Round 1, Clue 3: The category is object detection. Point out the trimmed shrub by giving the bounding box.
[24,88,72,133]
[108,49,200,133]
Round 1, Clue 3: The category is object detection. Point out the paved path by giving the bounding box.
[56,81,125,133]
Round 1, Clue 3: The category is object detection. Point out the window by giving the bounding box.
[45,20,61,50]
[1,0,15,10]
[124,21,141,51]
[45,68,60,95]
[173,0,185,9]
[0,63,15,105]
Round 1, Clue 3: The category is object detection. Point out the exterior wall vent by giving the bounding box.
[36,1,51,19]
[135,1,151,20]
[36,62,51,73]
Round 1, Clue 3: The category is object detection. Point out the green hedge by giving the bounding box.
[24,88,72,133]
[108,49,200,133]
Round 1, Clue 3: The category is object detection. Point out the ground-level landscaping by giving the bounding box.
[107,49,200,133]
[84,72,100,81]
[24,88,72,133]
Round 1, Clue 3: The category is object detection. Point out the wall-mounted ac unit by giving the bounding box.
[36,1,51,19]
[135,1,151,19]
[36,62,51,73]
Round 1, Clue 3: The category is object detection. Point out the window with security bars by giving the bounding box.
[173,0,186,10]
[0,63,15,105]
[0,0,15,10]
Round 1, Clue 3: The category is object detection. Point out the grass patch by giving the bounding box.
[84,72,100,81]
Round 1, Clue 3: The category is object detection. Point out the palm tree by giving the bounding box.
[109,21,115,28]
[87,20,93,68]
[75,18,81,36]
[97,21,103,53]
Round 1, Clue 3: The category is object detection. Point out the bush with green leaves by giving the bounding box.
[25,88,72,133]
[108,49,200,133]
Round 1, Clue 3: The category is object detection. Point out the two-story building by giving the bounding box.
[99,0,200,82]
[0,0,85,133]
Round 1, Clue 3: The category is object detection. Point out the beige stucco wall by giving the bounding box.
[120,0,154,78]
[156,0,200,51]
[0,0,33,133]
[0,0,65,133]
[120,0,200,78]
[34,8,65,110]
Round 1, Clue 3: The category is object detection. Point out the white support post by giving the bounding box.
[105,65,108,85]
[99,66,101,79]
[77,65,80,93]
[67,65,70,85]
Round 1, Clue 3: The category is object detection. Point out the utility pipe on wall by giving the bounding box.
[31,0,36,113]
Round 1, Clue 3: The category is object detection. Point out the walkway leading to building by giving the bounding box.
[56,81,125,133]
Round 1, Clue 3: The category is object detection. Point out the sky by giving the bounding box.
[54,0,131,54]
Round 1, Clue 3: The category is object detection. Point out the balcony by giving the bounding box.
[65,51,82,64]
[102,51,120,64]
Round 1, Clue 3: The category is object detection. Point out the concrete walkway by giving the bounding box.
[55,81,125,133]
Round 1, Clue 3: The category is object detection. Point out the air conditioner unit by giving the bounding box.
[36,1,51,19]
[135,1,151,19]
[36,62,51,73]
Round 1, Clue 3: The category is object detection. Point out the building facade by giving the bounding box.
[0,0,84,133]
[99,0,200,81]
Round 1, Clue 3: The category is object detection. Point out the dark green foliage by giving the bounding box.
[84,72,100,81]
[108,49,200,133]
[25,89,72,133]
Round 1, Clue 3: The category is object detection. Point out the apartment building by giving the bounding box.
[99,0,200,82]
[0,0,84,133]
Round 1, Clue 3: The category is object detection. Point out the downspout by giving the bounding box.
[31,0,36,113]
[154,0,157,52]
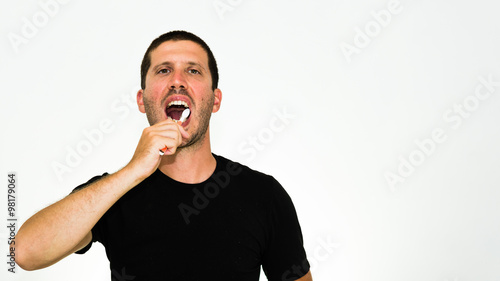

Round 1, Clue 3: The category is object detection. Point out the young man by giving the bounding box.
[16,31,312,281]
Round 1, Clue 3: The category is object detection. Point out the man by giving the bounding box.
[16,31,312,281]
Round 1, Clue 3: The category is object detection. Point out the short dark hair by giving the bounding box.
[141,30,219,90]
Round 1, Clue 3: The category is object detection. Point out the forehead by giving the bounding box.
[151,40,208,69]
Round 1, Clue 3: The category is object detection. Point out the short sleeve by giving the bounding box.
[262,178,310,281]
[71,173,108,254]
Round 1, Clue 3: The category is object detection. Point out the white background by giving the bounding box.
[0,0,500,281]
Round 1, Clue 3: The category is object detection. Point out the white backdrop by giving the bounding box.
[0,0,500,281]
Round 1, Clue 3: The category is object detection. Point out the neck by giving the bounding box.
[158,130,217,183]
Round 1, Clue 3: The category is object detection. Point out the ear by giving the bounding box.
[137,89,146,113]
[212,89,222,113]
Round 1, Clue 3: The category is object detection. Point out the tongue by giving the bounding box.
[167,105,184,120]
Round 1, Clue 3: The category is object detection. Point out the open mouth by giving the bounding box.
[165,100,191,122]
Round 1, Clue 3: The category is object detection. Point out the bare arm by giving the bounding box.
[15,117,188,270]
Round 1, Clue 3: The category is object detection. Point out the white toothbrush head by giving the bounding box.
[179,108,191,122]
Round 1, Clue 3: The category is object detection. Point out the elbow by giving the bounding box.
[10,235,42,271]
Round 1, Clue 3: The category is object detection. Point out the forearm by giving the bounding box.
[15,165,142,270]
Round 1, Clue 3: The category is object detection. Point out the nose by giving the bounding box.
[170,71,187,89]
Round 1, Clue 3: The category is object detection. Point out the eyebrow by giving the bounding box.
[152,61,206,72]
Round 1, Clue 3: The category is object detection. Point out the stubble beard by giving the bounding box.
[143,89,215,150]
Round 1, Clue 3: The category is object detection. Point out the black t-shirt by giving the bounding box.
[75,155,309,281]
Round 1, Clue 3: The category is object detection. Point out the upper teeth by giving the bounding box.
[167,100,189,108]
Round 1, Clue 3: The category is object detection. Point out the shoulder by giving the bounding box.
[213,154,288,199]
[214,154,276,184]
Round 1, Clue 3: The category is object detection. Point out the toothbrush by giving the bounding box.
[159,108,191,156]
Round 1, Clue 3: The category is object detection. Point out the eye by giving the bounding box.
[157,68,170,73]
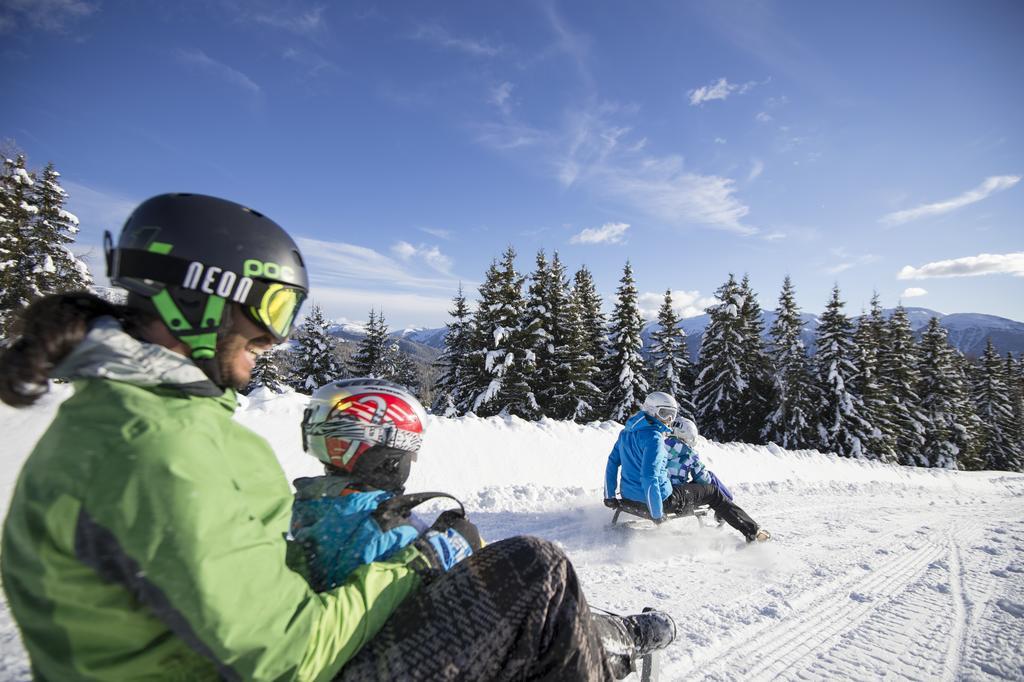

- _WORK TO BE COMPLETED_:
Add 25 to every bounding box coordinate from the line with "t-shirt by giving the bounding box." up to and including the end of the data, and write out all of those lines again, unchanged apart from that. Leave the pictures out.

- _FINISHED ANSWER_:
Round 1, Clue 3: The category is object detection. Point out the black t-shirt by giving the bounding box.
[100,180,334,306]
Round 1, Clue 3: The category is object detection. Point out the upper teeth by giving the bounding box.
[192,125,214,133]
Round 1, Clue 3: The category is object detection. Point out the shoulder by giving the bounding box.
[238,179,313,224]
[239,179,301,209]
Round 1, Clue 3: The category is object detection. Point out the toothbrush by giving the bounding box.
[184,133,216,181]
Round 1, Clue 3: The category is object detection. Point out the eye by giving the bounding box.
[182,93,195,98]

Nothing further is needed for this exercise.